— Start Extracted entries —
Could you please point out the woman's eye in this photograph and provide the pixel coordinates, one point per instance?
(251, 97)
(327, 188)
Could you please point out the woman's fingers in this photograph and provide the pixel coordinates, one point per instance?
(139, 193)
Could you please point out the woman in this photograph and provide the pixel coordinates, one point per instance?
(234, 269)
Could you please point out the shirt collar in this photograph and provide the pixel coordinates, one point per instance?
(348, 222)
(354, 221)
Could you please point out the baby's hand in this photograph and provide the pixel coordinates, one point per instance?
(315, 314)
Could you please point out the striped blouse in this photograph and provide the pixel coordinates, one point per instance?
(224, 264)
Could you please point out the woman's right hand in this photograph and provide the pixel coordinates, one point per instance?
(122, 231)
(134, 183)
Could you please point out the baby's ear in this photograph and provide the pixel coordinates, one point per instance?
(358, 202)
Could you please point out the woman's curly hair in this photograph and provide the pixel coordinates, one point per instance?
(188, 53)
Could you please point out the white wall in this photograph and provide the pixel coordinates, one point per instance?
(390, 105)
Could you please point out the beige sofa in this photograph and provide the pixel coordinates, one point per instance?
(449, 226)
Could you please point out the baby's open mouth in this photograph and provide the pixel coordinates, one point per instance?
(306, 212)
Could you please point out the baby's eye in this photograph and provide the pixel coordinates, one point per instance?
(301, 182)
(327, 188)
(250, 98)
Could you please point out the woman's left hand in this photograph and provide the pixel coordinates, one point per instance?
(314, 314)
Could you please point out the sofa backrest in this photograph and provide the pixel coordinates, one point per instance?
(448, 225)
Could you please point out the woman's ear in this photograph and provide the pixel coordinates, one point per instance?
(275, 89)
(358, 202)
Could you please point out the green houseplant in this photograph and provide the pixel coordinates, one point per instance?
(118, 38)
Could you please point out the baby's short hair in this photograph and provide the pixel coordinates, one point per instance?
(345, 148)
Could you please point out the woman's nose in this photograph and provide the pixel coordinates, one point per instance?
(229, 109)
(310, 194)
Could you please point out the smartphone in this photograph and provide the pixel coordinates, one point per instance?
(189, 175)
— End Extracted entries —
Find "Could you please point out the baby's open" in the data above, then repeat that line and all lines after it exactly, ending with the final line.

Could you please point out the baby's open mouth in this photograph and provide the pixel coordinates, one point per instance?
(306, 212)
Could you please point out the baby's eye in this photograph and provide the pixel coordinates, one point per instance?
(301, 182)
(327, 188)
(250, 98)
Could you please point out the woman's left hand in this photograph and provide the pixel coordinates, one point per instance?
(314, 314)
Could you please point out the sofa backrest in this photograph and provide the pixel coordinates, one point per instance?
(448, 225)
Could you please point out the woman's ear in this photograph and provide the pixel coordinates, one point per instance?
(275, 89)
(358, 202)
Could you please point out the green houseplant in this photograph and provide the pixel coordinates, one point per instance?
(118, 38)
Could you please point out the baby's short hair in this photograph and provide the pixel coordinates, one point per instance?
(345, 148)
Could you please point out the woman's nose in this photograph and provide the pixel coordinates, one point per instance?
(229, 109)
(310, 194)
Could you please point out the smartphone in this photograph and provide the pixel coordinates, one point per instance?
(189, 175)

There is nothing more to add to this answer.